══ DOCUMENT TEXT ══

On college campuses across the country the last few months are known as “disinvitation season” when students, all those Special Snowflakes, demand that their universities rescind invitations issued to campus speakers who the left deems to be conservative and too offensive for the delicate ears of college students. Universities most often cave and disinvite the offending speaker, most often a conservative or someone who just doesn’t lean as far left as students demand. Virginia Tech is no exception to the disinviting fervor on college campuses but this one has a different twist.
In April Virginia Tech’s Pamplin College of Business invited conservative Jason Riley to deliver the BB&T Distinguished Lecture. Jason Riley is a Black conservative who writes for the The Wall Street Journal and frequently appears on Fox News. He has also written a book that liberals consider controversial, “Please Stop Helping Us: How Liberals Make it Harder for Blacks to Succeed”. Amazon.com describes the book this way,
Why is it that so many efforts by liberals to lift the black underclass not only fail, but often harm the intended beneficiaries?

═══
══ MATERIAL PROVIDED ══

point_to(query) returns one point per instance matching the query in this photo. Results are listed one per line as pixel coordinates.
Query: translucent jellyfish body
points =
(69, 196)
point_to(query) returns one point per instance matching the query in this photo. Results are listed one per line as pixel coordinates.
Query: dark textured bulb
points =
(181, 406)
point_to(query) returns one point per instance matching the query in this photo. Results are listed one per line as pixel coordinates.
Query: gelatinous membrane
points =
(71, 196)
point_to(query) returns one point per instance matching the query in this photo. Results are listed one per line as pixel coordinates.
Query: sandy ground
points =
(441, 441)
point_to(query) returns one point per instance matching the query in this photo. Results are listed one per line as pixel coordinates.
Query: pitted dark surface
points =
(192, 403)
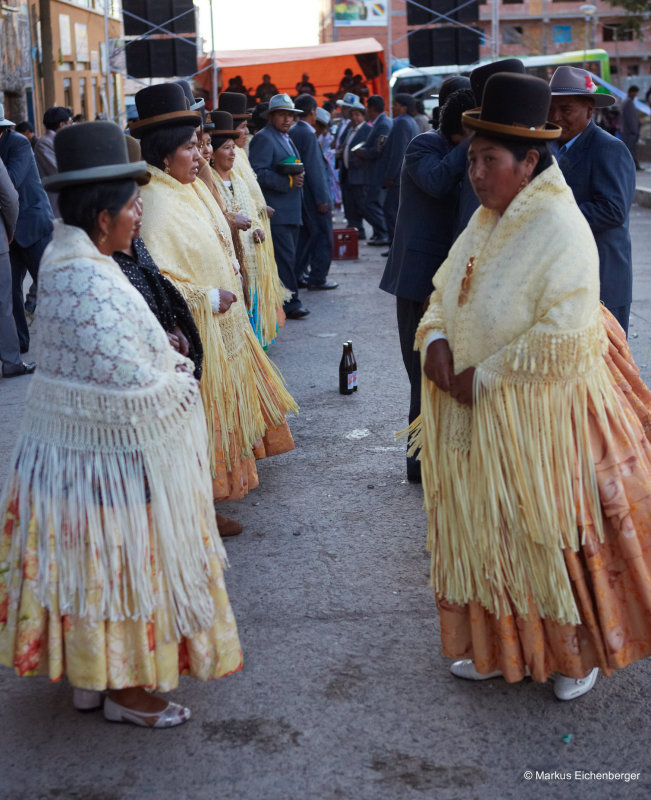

═══

● **WHAT TO PRODUCE**:
Continue the article about Virginia Tech's invitation to Jason Riley, starting after the last sentence shown.

● **ANSWER TO THE TASK**:
In Please Stop Helping Us, Jason L. Riley examines how well-intentioned welfare programs are in fact holding black Americans back. Minimum-wage laws may lift earnings for people who are already employed, but they price a disproportionate number of blacks out of the labor force. Affirmative action in higher education is intended to address past discrimination, but the result is fewer black college graduates than would otherwise exist. And so it goes with everything from soft-on-crime laws, which make black neighborhoods more dangerous, to policies that limit school choice out of a mistaken belief that charter schools and voucher programs harm the traditional public schools that most low-income students attend.
In theory these efforts are intended to help the poor—and poor minorities in particular. In practice they become massive barriers to moving forward…..
Ten days after Jason Riley was asked to speak at Virginia Tech the invitation was withdrawn in an email saying the department chair and others on campus were “worried about more protests from the looney left if you were to give the lecture”. Mr. Riley wrote about his experience and the ban on free speech on college campuses here. Yes, it’s just as we suspected, the looney left has taken over our universities and will not permit any conservative views to be aired. Riley said,
In April, I spoke at the University of North Carolina at Chapel Hill, where the college Republicans who invited me took the precaution of clearing my name with liberal student groups “to make sure they wouldn’t be upset.” (emphasis mine)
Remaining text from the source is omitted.